**SET TASK**
Write each line word for word, from the line that contains "find granular skin" through the last line of the material below.

**INPUT DATA**
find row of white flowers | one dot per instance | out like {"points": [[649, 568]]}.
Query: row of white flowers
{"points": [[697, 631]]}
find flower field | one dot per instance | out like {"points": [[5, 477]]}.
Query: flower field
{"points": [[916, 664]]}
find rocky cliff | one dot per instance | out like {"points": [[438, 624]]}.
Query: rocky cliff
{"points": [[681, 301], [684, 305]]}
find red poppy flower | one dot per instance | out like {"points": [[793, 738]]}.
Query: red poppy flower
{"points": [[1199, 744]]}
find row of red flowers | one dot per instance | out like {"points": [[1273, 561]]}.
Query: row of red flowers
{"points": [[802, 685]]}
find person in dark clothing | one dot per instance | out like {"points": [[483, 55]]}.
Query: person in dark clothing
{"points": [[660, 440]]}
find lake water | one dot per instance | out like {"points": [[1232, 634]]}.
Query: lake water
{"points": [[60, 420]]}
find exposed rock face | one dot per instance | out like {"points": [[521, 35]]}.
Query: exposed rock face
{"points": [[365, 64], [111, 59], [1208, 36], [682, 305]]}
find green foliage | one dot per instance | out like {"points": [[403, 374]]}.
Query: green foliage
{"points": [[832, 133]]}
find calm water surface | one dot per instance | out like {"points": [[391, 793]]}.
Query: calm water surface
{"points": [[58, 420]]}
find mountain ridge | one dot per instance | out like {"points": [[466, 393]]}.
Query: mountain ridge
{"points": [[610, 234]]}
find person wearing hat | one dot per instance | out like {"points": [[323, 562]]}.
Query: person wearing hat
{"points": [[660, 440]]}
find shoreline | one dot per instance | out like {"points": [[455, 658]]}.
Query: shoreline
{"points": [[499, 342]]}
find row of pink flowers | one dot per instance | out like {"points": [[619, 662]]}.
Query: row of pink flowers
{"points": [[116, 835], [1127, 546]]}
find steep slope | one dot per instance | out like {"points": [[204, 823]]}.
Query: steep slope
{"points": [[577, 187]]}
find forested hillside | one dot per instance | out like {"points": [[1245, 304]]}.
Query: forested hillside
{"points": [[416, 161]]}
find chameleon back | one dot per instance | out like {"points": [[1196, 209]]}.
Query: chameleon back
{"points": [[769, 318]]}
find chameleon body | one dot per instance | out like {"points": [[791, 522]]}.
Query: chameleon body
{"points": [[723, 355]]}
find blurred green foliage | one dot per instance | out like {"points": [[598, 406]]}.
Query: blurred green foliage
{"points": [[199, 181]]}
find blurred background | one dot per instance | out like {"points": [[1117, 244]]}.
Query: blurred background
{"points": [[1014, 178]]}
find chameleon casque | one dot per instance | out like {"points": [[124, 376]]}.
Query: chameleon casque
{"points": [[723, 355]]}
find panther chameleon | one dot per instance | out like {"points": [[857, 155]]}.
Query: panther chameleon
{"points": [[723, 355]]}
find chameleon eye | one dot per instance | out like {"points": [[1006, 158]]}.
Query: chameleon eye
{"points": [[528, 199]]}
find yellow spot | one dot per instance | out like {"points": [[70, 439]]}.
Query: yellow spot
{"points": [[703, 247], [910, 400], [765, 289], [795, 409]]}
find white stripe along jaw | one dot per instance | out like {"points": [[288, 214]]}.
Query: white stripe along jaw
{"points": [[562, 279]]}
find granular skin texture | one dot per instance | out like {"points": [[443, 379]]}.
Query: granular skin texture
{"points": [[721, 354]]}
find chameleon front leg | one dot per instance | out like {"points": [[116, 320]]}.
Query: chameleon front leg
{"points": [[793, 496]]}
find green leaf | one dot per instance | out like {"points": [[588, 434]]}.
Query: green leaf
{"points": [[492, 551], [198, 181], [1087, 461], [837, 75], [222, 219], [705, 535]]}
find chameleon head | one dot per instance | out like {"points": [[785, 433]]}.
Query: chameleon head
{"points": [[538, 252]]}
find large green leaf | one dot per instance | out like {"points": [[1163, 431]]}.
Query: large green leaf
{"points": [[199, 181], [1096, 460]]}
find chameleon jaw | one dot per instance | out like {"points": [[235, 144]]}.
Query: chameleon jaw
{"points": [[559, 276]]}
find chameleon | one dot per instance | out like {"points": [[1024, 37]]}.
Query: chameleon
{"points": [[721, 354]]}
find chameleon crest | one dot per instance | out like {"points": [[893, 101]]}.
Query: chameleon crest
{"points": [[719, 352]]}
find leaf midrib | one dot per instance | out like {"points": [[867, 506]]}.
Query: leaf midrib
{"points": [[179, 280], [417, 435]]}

**RESPONSE FOR THIS EXERCISE**
find granular skin texture | one dot per instance | out like {"points": [[443, 379]]}.
Query: granular skin texture
{"points": [[721, 354]]}
find chameleon front leg | one dot per instance | out like {"points": [[116, 320]]}.
Query: chameleon front leg
{"points": [[793, 496]]}
find green leaf | one dot per instance | out like {"points": [[588, 434]]}.
Query: green leaf
{"points": [[492, 551], [198, 181], [1087, 461], [837, 75], [222, 219], [705, 535]]}
find chameleon head | one dot per instance | out like {"points": [[785, 433]]}.
Query: chameleon head
{"points": [[538, 252]]}
find large green leaf | one dot per instance | out like {"points": [[1163, 431]]}.
Query: large green leaf
{"points": [[199, 181], [1096, 460]]}
find chameleon jaw | one dot per instance | out like {"points": [[235, 144]]}.
Query: chameleon jaw
{"points": [[559, 276]]}
find chameleon | one dot per instance | out like {"points": [[1024, 37]]}.
Query: chameleon
{"points": [[721, 354]]}
find chameleon crest | one dot per instance | out like {"points": [[893, 101]]}.
Query: chameleon crest
{"points": [[719, 352]]}
find leaf midrib | one dot per instance | out like {"points": [[867, 506]]}.
Query: leaf midrib
{"points": [[179, 280], [417, 435]]}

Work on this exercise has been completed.